#### TASKS FOR THIS EXERCISE
1. Summarize the Mopti rally account in two sentences.
2. Reproduce the Mopti rally account starting at "Sandy stopped by" and ending at "our own way.".

== DOCUMENT TEXT

Day 43 - 8 Mopti Cisse Rally- Cisse Car 8_1024x752SYNOPSIS:  About a political rally in Mopti and a concert that almost was.  About looking like a journalist and therefore being able to act like one.  What was nature’s message?

Even without an animist bone in my body I could tell that nature had just spoken loud and clear:  I had not seen anything like this ever in my life.  Not this close.  Not in slow-motion.  Not at an opportune moment like this.

That this was a special day was clear from the start.  The electricity which typically turns off by 6 or 7 AM at the latest was immediately switched on again and it stayed on for the entire day. The power of politics!  Dominique said this was the first day since March with a full supply of electricity.  There had been one day in March and one day earlier in the year but she did not recall the reason.  The occasion today was clear:  Soumaïla Cissé, the mayor of Mopti and one of the two or three more serious frontrunner candidates for president in Mali – the other 25 may be serious too, but nobody knows them and therefore they most likely won’t have any bearing on the election which will be held in a few weeks – was having a big rally in his hometown.

All day long we had heard the drums and the beats of music being tested since the Hotel Doux Reves is just yards from the stadium, the location for the event.  Dominique glowed and reveled in the sound of music.  For years Malians had to hold back, duck down, be careful.  In order not to aggravate the political tensions between the invading and occupying Islamists and to not provide targets for them or their sympathizers, the government had ordered live music concerts to be suspended.  But tonight, interspersed with political speeches and certainly following the political rhetoric, there would be a live concert!  Several bands and dance groups, professionals and lay people had come together for the occasion from all over the country and were setting up equipment, warming up, getting ready for the big moment.  Even a Dogon mask dance was planned!   Those are special dances performed in Dogon Country only.  You can also “order” them for touristy occasions and pay about $750 for one.  I was going to get one for free!

Degedege made it possible.  He showed up with his friend Sandy from Bamako who was part of the party organizing committee for this candidate.  Sandy I guess just thought it was “cool” to have a tubabum he could show off and took me under his wing.  Degedege and I got taken to the VIP section, the shaded area of the stadium with seating under an overhang an hour before the stadium opened to the general public.  He gave us cooling fans with the candidate’s picture and I bought a shawl with the man’s face on it as a souvenir.  I like this kind of “real life” souvenir much better than the touristy stuff, even though by now, I admit it, I bought a carved wooden Dogon granary door – it just fit into my suitcase, how could I pass that up?

We watched the various bands practice and time flew by.  Now the doors were opened and people in their white party T-shirts featuring Cissé’s face poured in.  The VIP section had already filled up with important looking people nicely dressed in either local dress or in full outfits made of cloth which had Cissé’s face on it.  I wish I could have gotten my hand on one of those, but those were tailor made and not for sale. 

Sandy stopped by once in a while to see how we were doing.  At one point he invited me beyond the metal barrier onto the stadium floor which quite clearly was reserved for the politicians, the participating actors, and the journalists.  He invited me to photograph whatever, whomever, and however close I wanted.  I felt rather self-conscious but got some good pictures that way.  Eventually I went back to Degedege.  It was too bad that I had these privileges and he had to stay behind.  But he did not mind, as long as he could borrow my camera once in a while.   He would then hop and bend around in preposterous looking photographer’s poses and take pictures of who knows what.   We had fun, each in our own way.

====
== DATASET RECORDS

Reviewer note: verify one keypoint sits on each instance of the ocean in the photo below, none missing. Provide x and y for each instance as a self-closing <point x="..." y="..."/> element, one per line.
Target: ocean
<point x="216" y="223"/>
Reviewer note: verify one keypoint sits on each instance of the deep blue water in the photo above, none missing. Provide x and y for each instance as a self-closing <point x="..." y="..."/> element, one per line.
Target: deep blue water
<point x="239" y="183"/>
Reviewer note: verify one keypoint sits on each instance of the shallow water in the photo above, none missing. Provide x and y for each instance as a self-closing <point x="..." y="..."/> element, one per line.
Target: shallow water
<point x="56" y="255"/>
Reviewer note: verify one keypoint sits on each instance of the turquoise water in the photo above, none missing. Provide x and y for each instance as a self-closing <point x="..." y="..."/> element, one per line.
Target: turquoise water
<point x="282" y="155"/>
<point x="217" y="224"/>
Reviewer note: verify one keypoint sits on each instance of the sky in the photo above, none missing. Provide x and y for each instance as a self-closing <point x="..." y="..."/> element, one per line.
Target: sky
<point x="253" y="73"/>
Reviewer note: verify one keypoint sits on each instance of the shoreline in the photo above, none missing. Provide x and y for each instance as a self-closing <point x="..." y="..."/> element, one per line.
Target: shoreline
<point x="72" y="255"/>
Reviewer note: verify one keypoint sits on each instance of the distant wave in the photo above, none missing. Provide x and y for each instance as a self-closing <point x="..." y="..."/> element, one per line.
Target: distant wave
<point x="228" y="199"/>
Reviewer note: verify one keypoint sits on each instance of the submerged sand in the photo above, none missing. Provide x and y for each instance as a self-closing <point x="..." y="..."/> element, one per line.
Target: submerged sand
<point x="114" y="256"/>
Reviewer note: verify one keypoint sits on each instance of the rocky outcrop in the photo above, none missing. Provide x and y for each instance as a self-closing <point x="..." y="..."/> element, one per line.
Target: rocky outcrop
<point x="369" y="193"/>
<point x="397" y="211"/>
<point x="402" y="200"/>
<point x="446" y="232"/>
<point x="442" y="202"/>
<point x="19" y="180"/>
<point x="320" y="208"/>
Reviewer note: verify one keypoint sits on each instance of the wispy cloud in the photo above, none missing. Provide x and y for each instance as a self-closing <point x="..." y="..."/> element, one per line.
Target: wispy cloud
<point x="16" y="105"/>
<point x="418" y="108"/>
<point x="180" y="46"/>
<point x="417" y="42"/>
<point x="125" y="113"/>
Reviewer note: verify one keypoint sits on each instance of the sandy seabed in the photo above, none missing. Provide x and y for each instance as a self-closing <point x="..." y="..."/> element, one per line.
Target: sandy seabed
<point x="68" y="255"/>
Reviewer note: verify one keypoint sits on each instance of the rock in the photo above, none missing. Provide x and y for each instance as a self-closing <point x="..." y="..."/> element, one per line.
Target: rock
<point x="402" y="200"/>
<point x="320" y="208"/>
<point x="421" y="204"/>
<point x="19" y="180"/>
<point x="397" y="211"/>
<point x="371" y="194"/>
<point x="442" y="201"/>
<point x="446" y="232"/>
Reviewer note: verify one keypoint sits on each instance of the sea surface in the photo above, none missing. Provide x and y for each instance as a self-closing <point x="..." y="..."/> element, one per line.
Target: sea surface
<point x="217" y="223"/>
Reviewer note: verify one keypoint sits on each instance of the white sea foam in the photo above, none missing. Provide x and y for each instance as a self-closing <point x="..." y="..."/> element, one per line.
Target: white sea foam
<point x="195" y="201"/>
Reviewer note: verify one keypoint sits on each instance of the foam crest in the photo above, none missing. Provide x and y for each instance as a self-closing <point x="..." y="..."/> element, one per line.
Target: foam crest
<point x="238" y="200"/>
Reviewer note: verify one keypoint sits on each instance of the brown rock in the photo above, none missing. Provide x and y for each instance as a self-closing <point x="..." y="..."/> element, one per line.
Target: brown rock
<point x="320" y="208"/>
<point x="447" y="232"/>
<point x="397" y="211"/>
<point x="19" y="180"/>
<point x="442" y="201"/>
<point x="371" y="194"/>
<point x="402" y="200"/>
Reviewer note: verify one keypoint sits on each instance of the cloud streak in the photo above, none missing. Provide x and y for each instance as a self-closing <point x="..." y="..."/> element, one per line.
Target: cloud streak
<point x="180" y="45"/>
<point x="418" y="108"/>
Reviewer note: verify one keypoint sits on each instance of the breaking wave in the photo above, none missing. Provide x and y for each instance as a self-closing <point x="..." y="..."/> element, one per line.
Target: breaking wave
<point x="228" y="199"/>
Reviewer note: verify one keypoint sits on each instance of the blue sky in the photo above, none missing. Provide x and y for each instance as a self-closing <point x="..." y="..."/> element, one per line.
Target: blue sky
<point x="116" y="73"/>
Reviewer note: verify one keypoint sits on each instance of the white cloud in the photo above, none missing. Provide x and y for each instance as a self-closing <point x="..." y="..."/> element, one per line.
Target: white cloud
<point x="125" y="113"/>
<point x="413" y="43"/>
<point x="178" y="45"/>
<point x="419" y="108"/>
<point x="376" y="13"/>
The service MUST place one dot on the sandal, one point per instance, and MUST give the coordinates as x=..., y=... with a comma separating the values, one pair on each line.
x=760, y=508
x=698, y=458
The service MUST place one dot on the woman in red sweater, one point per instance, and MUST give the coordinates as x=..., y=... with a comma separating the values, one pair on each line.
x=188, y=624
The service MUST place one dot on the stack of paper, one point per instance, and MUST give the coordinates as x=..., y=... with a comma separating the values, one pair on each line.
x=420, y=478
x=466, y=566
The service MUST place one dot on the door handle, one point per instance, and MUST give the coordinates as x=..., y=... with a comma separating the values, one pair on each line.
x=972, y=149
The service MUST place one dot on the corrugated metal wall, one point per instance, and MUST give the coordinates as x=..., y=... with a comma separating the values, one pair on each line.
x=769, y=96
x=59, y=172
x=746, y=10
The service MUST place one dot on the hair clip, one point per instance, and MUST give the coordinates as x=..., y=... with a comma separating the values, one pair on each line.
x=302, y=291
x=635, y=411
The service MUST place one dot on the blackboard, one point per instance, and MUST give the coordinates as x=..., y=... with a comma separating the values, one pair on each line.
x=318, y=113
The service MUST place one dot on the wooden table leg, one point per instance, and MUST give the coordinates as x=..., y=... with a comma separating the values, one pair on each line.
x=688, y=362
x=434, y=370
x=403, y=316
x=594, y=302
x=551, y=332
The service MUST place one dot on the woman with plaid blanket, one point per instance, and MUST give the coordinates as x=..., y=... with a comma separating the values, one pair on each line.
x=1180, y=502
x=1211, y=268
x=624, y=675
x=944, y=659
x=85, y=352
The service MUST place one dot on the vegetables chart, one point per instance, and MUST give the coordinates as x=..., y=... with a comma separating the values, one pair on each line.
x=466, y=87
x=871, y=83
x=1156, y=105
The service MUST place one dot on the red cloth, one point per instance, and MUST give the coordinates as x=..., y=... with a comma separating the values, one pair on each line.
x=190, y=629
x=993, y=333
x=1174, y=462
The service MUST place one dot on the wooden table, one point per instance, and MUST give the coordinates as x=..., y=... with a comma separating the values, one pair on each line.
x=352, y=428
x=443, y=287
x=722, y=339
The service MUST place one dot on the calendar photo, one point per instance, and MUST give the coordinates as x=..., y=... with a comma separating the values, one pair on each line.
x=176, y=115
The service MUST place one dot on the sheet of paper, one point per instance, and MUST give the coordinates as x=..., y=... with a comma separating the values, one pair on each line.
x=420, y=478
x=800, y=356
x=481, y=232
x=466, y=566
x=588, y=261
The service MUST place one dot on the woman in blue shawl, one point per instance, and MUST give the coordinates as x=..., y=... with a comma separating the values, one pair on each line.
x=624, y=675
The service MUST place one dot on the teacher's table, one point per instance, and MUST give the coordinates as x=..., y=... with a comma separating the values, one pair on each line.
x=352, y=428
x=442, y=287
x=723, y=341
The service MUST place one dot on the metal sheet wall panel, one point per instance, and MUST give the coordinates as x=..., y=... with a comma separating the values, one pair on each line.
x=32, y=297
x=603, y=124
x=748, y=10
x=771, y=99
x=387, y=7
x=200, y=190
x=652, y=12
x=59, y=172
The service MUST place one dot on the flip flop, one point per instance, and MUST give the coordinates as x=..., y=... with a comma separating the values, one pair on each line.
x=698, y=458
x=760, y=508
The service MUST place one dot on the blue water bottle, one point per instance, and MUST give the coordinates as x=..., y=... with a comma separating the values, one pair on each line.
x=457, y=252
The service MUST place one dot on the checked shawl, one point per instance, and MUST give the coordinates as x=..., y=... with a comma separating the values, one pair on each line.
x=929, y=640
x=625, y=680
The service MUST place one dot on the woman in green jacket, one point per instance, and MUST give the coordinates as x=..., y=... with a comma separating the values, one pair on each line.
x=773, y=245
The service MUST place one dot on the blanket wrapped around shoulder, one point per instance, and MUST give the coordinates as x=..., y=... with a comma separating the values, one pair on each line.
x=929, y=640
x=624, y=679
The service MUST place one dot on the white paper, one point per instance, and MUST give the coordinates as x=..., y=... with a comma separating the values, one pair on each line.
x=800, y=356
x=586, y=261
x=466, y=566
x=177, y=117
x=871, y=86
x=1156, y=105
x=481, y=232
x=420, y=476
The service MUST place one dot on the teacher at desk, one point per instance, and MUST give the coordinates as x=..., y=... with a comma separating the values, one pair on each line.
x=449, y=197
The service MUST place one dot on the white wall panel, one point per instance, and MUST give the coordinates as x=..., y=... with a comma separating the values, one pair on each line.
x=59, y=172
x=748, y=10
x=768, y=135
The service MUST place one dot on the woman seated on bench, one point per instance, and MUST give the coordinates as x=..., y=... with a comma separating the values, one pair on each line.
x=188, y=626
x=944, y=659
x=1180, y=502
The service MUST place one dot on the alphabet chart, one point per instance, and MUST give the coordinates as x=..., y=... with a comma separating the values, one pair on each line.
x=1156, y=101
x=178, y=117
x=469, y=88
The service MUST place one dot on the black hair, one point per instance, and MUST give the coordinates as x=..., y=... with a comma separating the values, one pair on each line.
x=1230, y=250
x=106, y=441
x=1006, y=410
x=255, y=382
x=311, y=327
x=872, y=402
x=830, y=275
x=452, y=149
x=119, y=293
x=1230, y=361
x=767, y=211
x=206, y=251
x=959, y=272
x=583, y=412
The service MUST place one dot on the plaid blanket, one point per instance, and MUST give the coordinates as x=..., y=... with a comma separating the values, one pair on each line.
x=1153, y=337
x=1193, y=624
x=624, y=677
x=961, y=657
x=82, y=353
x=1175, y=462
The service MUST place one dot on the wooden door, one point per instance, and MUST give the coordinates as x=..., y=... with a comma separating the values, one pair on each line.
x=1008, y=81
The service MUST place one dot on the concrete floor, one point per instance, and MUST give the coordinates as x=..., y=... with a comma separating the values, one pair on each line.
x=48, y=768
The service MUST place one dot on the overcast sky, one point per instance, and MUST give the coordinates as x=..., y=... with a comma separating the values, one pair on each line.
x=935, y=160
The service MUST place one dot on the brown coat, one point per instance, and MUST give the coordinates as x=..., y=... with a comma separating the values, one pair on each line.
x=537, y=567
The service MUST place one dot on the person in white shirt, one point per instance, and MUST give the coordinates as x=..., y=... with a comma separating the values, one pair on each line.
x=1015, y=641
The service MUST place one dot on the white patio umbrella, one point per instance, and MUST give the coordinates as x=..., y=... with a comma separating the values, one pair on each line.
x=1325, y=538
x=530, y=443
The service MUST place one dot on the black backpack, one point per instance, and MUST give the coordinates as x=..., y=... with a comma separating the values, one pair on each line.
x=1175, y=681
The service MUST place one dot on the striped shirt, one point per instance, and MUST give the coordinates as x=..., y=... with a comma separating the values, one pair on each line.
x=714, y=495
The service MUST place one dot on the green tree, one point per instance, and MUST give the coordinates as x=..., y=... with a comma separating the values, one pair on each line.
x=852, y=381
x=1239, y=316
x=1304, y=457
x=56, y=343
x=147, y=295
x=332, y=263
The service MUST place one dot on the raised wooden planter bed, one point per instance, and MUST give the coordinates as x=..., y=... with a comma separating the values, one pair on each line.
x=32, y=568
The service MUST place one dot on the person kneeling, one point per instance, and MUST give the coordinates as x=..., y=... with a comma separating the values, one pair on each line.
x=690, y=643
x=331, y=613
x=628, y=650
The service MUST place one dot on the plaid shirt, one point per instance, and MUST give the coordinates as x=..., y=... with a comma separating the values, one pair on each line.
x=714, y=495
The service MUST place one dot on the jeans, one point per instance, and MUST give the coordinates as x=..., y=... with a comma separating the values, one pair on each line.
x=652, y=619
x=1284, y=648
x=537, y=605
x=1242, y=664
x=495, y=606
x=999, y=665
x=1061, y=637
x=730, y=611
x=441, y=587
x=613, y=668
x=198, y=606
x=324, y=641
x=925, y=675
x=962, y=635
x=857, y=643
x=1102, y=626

====

#### RESPONSES FOR EACH TASK
1. On a day when the electricity stayed on from the start, Soumaïla Cissé, the mayor of Mopti and one of the more serious frontrunner candidates for president in Mali, held a big rally at the stadium in his hometown, with a live concert planned after the government had suspended live music concerts. Degedege's friend Sandy, who was on the party organizing committee, took the narrator and Degedege to the VIP section and later invited the narrator onto the stadium floor to photograph freely.

2.
Sandy stopped by once in a while to see how we were doing.  At one point he invited me beyond the metal barrier onto the stadium floor which quite clearly was reserved for the politicians, the participating actors, and the journalists.  He invited me to photograph whatever, whomever, and however close I wanted.  I felt rather self-conscious but got some good pictures that way.  Eventually I went back to Degedege.  It was too bad that I had these privileges and he had to stay behind.  But he did not mind, as long as he could borrow my camera once in a while.   He would then hop and bend around in preposterous looking photographer’s poses and take pictures of who knows what.   We had fun, each in our own way.